» Requirements:
• a. Reproduce the BLE event loop commit word for word, beginning at the words "return success;" and stopping after the words "ndeed running.".
• b. Write the next part of the BLE event loop commit, picking up after its last line.

» Excerpt:
** BEGIN **
Wait for Linux BLE event loop to start before stopping.
authorOssama Othman <ossama.othman@intel.com>
Fri, 22 Jan 2016 19:26:51 +0000 (11:26 -0800)
committerJon A. Cruz <jonc@osg.samsung.com>
Thu, 28 Jan 2016 03:11:31 +0000 (03:11 +0000)
This addresses a corner case where the LE transport is stopped before
it has fully started.  In that case, the thread running the GLib event
loop never exited since the event loop itself was still running.  That
ultimately caused the CA layer termination to block indefinitely on a
pthread_join().

Change-Id: I521c7a66c6541cb14df7d4ba098899f303e50999
Signed-off-by: Ossama Othman <ossama.othman@intel.com>
Reviewed-on: https://gerrit.iotivity.org/gerrit/4853
Tested-by: jenkins-iotivity <jenkins-iotivity@opendaylight.org>
Reviewed-by: Jon A. Cruz <jonc@osg.samsung.com>
resource/csdk/connectivity/src/bt_le_adapter/linux/caleinterface.c
resource/csdk/connectivity/src/bt_le_adapter/linux/context.h
resource/csdk/connectivity/src/bt_le_adapter/linux/peripheral.c

index 2b43eb5..c2c59ff 100644 (file)
@@ -57,7 +57,9 @@ static bool CALECheckStarted()
 {
     ca_mutex_lock(g_context.lock);
 
-    bool const started = (g_context.event_loop != NULL);
+    bool const started =
+        (g_context.event_loop != NULL
+         && g_main_loop_is_running(g_context.event_loop));
 
     ca_mutex_unlock(g_context.lock);
 
@@ -641,6 +643,20 @@ static bool CALESetUpBlueZObjects(CALEContext * context)
     return success;
 }
 
+/**
+ * Inform thread waiting for the event loop to start that the loop has
+ * started.  This is done in the context of the event loop itself so
+ * that we can be certain that the event loop is indeed running.
+ */
+static gboolean CALEEventLoopStarted(gpointer user_data)
+{
+    sem_t * const sem = user_data;
+
+    (void) sem_post(sem);
+
+    return G_SOURCE_REMOVE;
+}
+
 static void CALEStartEventLoop(void * data)
** END **
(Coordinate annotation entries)
** BEGIN **
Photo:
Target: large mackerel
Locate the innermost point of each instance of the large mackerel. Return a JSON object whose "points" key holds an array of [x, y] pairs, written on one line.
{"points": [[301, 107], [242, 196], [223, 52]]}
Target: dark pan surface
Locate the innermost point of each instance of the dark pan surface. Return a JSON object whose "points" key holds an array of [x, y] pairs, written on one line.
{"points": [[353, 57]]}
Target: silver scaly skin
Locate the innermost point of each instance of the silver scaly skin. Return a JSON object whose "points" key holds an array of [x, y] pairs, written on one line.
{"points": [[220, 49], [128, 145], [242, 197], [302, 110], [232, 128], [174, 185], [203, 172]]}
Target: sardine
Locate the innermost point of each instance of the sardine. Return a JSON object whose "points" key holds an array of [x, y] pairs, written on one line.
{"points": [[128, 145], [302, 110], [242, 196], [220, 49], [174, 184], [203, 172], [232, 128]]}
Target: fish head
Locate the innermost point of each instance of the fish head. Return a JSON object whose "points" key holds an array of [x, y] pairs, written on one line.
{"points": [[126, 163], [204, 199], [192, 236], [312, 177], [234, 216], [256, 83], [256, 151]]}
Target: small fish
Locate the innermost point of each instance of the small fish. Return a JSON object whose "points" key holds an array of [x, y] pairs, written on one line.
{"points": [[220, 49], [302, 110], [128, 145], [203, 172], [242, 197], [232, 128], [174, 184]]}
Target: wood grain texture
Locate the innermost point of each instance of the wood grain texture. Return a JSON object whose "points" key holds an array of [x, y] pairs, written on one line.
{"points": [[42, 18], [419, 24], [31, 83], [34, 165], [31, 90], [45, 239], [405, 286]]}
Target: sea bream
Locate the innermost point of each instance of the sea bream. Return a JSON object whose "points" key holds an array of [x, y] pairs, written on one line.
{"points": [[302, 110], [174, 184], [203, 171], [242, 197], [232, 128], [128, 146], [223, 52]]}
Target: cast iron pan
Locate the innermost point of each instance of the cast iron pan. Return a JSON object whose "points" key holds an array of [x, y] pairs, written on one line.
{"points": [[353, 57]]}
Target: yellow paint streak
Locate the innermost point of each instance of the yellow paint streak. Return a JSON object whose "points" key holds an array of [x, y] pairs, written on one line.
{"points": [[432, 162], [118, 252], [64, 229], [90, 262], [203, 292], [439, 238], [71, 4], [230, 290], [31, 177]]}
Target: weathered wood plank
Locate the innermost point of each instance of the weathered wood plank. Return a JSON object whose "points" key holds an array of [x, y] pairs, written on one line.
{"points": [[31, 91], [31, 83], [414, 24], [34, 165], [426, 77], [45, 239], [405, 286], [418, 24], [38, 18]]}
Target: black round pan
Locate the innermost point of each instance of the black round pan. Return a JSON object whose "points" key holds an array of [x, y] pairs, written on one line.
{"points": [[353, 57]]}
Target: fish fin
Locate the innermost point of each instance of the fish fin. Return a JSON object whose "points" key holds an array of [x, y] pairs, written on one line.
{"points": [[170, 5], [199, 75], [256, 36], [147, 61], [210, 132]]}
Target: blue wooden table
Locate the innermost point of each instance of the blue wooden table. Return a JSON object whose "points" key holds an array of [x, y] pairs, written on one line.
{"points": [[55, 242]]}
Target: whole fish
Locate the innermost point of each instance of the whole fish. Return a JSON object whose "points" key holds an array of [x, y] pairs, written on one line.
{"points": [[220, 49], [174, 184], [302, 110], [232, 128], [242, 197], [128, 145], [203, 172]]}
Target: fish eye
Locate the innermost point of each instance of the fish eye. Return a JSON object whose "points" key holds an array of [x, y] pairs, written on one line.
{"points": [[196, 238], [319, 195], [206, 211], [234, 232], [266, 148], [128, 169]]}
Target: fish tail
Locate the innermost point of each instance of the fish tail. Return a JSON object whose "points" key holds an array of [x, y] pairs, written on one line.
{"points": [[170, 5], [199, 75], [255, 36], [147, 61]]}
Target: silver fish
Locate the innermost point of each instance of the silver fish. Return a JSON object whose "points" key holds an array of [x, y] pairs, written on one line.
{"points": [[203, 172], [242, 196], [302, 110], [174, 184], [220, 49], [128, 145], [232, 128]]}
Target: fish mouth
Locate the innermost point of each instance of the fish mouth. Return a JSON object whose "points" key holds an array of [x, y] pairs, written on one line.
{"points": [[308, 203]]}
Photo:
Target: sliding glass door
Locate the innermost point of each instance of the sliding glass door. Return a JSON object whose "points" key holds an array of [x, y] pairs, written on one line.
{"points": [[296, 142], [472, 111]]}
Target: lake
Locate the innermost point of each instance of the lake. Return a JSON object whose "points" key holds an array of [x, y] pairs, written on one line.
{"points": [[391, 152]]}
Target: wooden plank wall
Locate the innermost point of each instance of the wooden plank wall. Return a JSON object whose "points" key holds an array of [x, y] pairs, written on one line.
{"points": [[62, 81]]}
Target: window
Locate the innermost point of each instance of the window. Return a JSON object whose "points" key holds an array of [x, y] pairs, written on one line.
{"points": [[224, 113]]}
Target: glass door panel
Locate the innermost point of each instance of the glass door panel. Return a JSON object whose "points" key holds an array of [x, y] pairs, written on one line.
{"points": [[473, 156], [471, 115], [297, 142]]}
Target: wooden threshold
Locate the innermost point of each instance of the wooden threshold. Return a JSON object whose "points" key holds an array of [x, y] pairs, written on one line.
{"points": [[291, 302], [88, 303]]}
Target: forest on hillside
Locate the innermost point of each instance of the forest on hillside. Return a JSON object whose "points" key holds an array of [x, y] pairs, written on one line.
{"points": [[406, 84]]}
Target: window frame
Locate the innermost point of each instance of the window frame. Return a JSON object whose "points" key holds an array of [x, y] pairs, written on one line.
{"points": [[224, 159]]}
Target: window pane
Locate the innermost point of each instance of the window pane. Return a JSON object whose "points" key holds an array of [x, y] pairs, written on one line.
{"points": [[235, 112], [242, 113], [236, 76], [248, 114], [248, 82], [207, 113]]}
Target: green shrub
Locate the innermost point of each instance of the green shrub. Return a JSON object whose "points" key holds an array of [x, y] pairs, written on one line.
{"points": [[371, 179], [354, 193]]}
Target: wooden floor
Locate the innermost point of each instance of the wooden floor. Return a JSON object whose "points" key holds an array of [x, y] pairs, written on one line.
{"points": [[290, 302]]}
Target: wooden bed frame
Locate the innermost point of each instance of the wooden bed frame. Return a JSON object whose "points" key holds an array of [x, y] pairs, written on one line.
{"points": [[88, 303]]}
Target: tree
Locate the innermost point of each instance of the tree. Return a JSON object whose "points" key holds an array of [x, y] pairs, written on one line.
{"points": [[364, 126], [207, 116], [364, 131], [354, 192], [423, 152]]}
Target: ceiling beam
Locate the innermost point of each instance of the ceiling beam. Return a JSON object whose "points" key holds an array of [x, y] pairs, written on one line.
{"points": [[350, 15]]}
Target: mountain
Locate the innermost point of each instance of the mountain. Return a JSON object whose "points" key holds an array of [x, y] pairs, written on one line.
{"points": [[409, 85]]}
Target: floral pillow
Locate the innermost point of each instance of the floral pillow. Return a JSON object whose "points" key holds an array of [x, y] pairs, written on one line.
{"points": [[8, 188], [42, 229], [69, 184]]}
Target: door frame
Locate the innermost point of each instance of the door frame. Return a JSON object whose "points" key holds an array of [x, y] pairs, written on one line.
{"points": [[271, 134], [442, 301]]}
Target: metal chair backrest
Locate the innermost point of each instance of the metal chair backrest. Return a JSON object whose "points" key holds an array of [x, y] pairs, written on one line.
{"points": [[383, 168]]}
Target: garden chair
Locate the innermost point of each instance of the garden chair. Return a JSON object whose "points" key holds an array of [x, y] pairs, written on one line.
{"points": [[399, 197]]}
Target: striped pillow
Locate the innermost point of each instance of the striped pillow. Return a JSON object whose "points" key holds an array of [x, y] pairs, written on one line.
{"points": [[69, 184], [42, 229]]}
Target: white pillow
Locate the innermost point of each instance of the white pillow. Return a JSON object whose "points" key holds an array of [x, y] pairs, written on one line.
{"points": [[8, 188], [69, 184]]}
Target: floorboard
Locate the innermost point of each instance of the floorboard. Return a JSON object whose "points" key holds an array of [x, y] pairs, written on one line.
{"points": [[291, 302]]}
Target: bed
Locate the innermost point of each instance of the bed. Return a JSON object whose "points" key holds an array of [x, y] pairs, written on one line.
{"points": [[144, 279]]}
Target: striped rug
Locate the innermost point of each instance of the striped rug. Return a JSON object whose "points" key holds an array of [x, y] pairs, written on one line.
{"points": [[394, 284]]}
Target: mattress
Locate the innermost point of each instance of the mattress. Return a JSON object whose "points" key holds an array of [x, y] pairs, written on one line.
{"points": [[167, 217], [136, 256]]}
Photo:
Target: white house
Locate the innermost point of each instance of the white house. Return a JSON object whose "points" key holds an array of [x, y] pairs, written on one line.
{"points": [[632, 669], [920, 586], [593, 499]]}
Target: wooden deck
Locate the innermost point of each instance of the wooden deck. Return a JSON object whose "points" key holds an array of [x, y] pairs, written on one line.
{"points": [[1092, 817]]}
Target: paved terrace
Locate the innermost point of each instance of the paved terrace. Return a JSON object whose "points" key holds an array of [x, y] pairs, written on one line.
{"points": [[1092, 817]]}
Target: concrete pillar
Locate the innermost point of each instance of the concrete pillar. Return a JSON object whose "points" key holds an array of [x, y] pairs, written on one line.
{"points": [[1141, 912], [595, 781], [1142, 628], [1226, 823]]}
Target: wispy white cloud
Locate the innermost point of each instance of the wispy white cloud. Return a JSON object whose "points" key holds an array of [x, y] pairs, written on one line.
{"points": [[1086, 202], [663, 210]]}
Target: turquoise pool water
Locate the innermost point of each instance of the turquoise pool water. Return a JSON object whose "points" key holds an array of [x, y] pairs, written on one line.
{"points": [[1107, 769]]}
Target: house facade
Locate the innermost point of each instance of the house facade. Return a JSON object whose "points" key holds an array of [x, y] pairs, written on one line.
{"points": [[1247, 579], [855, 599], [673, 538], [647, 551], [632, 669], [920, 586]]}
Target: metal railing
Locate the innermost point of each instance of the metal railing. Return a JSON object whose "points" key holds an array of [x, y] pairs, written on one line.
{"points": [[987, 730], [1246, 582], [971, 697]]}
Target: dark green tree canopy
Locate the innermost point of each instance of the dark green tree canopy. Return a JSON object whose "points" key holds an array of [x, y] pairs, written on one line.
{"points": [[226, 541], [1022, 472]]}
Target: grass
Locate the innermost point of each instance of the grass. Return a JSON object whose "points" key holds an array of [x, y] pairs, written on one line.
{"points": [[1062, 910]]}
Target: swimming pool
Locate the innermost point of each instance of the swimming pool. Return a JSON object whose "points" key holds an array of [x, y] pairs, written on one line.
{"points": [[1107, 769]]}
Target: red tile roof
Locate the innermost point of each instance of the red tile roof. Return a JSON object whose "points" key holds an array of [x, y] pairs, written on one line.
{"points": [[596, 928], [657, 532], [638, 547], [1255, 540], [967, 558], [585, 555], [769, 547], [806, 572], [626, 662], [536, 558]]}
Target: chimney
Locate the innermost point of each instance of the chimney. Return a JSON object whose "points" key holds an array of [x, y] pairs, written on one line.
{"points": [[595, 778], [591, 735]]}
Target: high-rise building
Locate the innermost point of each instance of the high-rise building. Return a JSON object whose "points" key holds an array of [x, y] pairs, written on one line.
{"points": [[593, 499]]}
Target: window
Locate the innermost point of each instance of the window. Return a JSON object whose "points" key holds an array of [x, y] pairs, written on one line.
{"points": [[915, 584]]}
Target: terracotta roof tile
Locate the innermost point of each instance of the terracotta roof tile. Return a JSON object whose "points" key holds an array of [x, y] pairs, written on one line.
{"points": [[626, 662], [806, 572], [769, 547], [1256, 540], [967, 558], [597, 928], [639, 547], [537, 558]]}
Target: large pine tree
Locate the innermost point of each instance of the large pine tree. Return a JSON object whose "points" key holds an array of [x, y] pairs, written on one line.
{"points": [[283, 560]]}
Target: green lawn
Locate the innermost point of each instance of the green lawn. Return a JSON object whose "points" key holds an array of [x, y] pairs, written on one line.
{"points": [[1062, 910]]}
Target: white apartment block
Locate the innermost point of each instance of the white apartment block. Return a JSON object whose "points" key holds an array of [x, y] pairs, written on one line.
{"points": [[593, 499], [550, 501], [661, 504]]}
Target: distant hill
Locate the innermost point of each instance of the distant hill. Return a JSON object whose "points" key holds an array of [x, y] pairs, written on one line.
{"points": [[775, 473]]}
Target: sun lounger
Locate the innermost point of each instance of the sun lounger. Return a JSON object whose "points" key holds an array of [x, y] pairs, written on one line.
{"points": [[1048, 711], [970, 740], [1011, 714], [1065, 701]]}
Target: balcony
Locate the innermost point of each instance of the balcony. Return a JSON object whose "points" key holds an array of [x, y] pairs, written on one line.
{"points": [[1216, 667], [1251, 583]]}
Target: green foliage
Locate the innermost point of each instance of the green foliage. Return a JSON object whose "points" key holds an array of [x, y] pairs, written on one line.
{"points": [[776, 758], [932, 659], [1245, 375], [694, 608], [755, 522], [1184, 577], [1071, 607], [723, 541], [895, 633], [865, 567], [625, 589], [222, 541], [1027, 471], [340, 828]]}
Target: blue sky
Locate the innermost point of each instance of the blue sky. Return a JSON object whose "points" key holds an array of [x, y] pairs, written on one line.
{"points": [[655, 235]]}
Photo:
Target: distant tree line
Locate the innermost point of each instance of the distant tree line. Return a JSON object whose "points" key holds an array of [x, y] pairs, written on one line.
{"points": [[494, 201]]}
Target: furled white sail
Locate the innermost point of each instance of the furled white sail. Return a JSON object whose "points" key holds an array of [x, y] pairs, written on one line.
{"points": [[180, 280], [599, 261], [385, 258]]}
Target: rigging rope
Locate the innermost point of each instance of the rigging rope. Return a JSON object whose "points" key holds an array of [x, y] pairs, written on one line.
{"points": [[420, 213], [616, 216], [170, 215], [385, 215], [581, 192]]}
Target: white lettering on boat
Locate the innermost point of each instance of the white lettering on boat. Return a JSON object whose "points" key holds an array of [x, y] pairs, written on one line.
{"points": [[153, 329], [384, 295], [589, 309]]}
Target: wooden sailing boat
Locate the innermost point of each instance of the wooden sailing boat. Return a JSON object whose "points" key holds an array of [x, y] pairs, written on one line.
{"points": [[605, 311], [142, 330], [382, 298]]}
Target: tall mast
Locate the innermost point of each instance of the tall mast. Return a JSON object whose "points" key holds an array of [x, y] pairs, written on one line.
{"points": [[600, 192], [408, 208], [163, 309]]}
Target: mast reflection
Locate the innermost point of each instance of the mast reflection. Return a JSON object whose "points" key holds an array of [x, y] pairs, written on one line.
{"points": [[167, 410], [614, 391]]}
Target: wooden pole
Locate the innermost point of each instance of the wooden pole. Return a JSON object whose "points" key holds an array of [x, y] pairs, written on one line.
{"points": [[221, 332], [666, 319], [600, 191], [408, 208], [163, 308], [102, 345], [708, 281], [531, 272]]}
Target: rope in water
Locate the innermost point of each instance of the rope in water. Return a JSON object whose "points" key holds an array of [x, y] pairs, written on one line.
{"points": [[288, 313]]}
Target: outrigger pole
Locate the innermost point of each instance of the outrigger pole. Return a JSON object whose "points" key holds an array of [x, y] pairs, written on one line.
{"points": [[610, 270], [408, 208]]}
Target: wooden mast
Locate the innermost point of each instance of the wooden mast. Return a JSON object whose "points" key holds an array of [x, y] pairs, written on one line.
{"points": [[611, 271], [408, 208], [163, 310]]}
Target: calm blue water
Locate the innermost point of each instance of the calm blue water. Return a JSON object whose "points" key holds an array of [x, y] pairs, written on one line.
** END **
» Results:
• a.
return success;
 }
 
+/**
+ * Inform thread waiting for the event loop to start that the loop has
+ * started.  This is done in the context of the event loop itself so
+ * that we can be certain that the event loop is indeed running.

• b.
 {
     CALEContext * const context = data;
@@ -661,22 +677,6 @@ static void CALEStartEventLoop(void * data)
     */
     if (CALESetUpDBus(&g_context))
     {
-        /*
-          Notify the upper LE stack of the availability of Bluetooth
-          adapters, if any are already powered on.
-        */
-        if (CAGetLEAdapterState() == CA_STATUS_OK)
-        {
-            /**
-             * @todo Should we acquire the context lock here to
-             *       prevent the @c CALEDeviceStateChangedCallback
-             *       from being potentially yanked out from under us
-             *       if the CA adapters are stopped/terminated as
-             *       we're about to invoke this callback?
-             */
-            g_context.on_device_state_changed(CA_ADAPTER_ENABLED);
-        }
-
         ca_mutex_lock(context->lock);
 
         assert(context->event_loop == NULL);
@@ -684,7 +684,24 @@ static void CALEStartEventLoop(void * data)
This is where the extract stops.